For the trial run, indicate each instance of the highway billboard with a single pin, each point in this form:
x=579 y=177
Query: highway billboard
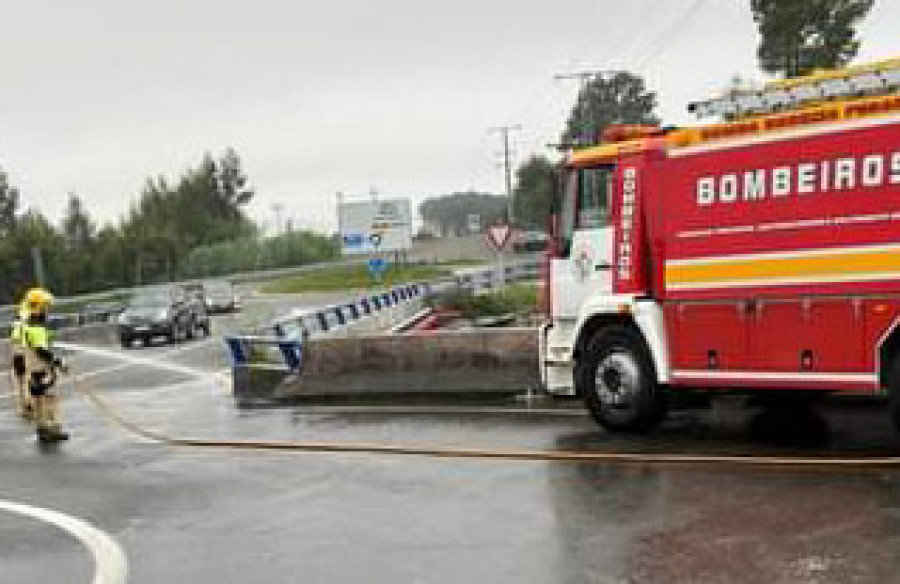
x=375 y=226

....

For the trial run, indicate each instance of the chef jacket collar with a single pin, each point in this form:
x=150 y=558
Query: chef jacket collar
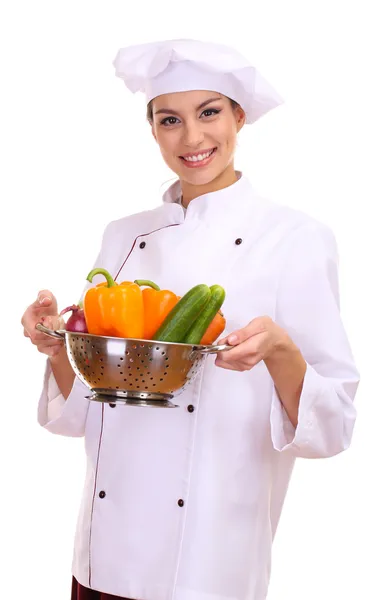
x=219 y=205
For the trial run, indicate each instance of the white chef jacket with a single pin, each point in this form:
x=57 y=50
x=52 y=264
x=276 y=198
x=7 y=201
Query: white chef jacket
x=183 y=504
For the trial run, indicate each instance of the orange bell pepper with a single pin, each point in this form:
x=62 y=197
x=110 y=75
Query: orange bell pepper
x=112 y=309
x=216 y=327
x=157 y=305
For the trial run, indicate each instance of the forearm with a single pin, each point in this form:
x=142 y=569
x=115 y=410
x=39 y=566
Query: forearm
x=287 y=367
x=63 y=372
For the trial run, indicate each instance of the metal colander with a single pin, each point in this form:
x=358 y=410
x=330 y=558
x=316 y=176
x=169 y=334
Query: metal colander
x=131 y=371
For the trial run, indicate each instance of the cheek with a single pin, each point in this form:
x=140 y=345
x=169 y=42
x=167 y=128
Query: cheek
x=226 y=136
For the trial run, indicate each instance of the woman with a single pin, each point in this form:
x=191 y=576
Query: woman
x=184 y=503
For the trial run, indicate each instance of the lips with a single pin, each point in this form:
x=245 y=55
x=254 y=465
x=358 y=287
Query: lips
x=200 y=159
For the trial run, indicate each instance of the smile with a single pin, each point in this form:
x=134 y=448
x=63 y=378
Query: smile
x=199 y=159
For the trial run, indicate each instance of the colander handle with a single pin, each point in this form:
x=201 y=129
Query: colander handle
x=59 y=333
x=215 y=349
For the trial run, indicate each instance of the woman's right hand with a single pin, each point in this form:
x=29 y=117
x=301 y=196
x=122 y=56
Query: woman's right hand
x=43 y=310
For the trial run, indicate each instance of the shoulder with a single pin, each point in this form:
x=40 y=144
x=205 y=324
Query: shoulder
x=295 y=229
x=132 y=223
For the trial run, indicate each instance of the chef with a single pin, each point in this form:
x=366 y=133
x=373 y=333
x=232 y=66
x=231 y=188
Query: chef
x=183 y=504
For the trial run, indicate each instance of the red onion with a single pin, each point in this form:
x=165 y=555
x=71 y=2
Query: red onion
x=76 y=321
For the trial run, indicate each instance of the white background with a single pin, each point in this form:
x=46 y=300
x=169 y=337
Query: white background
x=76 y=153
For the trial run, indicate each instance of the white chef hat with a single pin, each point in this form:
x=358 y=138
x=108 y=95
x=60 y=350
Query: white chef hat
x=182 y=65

....

Copy the records word for word, starting at the line that contains "For the trial run, indicate each instance of the highway" and stopping after the line that contains "x=375 y=226". Leave any picture out of your copy.

▶ _Finished exercise_
For the trial run, indicate each instance of the highway billboard with a single pin, each point in this form:
x=579 y=177
Query: highway billboard
x=375 y=226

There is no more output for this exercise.